[Dataset entries]
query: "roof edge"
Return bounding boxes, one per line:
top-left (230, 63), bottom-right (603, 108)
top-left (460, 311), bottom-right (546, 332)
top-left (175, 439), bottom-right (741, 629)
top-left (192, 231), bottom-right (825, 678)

Required work:
Start with the line that contains "top-left (230, 63), bottom-right (603, 108)", end with the last line of the entries, and please retype every line in that span exactly, with no others.

Result for this task:
top-left (230, 63), bottom-right (603, 108)
top-left (460, 311), bottom-right (546, 332)
top-left (175, 439), bottom-right (741, 629)
top-left (192, 231), bottom-right (825, 678)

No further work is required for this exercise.